[Attività richiesta]
Nel brano estratto sul Redditometro, elenca tutti i soggetti a cui il sistema della vecchia DC consentì di espandersi a dismisura.

[Brano estratto]
•••••
Nel
bel mezzo della campagna elettorale – sempre più “Festival della partitocrazia”
e sempre meno esercizio di democrazia – la politica riscopre se stessa in un
sussulto d’orgoglio, dopo essere stata costretta a chinare la testa di fronte
all’assalto mediatico [già rientrato nel nulla] dell’antipolitica e a lasciare
momentaneamente il campo libero al cosiddetto governo dei tecnici.
In assenza di programmi e di idee, si fa un
gran parlare in questi giorni del Redditometro che avrebbe la funzione sociale di
stanare gli evasori, consentendo così per ogni euro recuperato, di diminuirne
uno di tasse, secondo il fiero proposito dei soliti saggi che governano o
aspirano a governare il Paese. Manco a dirlo, la diminuzione delle tasse
avrebbe come effetto l’aumento dei consumi da parte dei cittadini, con la fine
della recessione e l’inizio di una nuova crescita del prodotto interno lordo
[P.I.L.]. In altre parole, l’istituzione del Redditometro, che entrerà in
vigore da Marzo, sarà la vera panacea per curare tutti i mali dell’economia
italiana. D’altra parte, nel vuoto metafisico di questa campagna elettorale –
fatta come sempre di chiacchiere inutili e di denaro pubblico che serve ad
organizzare banchetti elettorali, stampare manifesti, pagare circuiti mediatici,
rimpinguare le casse dei partiti del denaro investito all’estero, speso
malamente e/o semplicemente rubato da singoli e disinvolti amministratori – la
questione non è di poco conto, perché diventa la cifra per distinguere tra
destra sinistra e centro, di cui altrimenti l’elettore faticherebbe a cogliere
le differenze.
Il centro difende il nuovo istituto e
dichiara, così come ha già fatto per l’IMU, che non è provvedimento del governo
Monti, ma ereditato e che comunque va accettato perché assicura maggiore
giustizia ed equità sociale, e può rappresentare davvero la panacea di cui si
diceva sopra. Naturalmente va utilizzato secondo l’equilibrio che solo un
governo di centro è in grado di garantire. Senza accertamenti di massa, ma con
provvedimenti mirati a far emergere “il sommerso”. Il nuovo centro
contraddice così, almeno a parole, la politica che nel secolo scorso ha
caratterizzato un altro centro ben noto agli italiani, quello democratico-cristiano.
Stato e partito insieme, la vecchia DC ha
governato per quasi cinquant’anni un Paese che dell’evasione fiscale elevata
a sistema aveva fatto la propria bandiera. Un sistema che dette i suoi
frutti perché, in cambio di un forte e sempre più accentuato controllo pubblico
sull’economia e di scarsi servizi sociali, generò il capitale esentasse
e gli investimenti privati, consentendo alle imprese, alle corporazioni di
arti, professioni e mestieri, agli istituti ecclesiastici con finalità
commerciali, ai bottegai e ai mercanti più furbi di espandersi a dismisura, facendo
nel tempo dell’Italia il primo paese in Europa quanto a risparmio e ricchezza
privata, l’ultimo quanto a debito pubblico e differenze socio-economiche tra i
cittadini. Ne nacque un popolo di evasori fiscali o di cittadini con
redditi da terzo o quarto mondo, a seconda dei punti di vista con cui si
riguardi il fenomeno, ove si consideri che a dichiarare redditi superiori ai
100.000 Euro è oggi poco più dell’un per cento degli italiani. Ecco
spiegato perché a pagare le tasse sono sempre e soltanto i redditi fissi.
•••••
[Dati forniti]
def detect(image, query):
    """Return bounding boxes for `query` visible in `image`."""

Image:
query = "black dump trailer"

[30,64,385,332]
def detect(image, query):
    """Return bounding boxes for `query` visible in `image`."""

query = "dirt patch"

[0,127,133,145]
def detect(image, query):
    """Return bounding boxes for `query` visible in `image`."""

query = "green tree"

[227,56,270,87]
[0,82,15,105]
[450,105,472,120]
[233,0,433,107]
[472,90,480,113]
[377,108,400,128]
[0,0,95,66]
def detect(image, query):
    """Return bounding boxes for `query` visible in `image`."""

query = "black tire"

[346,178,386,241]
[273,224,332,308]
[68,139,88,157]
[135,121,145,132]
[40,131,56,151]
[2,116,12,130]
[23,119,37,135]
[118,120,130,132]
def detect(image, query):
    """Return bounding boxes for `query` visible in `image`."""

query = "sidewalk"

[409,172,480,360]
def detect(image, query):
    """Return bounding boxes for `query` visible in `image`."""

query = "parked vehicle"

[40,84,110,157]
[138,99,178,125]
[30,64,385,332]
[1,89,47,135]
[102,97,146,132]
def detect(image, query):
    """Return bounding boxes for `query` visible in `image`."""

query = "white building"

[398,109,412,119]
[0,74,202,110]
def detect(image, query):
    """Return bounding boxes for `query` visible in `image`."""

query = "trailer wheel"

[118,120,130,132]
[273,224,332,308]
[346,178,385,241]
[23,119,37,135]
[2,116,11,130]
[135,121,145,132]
•••••
[Soluzione del compito]
- le imprese
- le corporazioni di arti, professioni e mestieri
- gli istituti ecclesiastici con finalità commerciali
- i bottegai
- i mercanti più furbi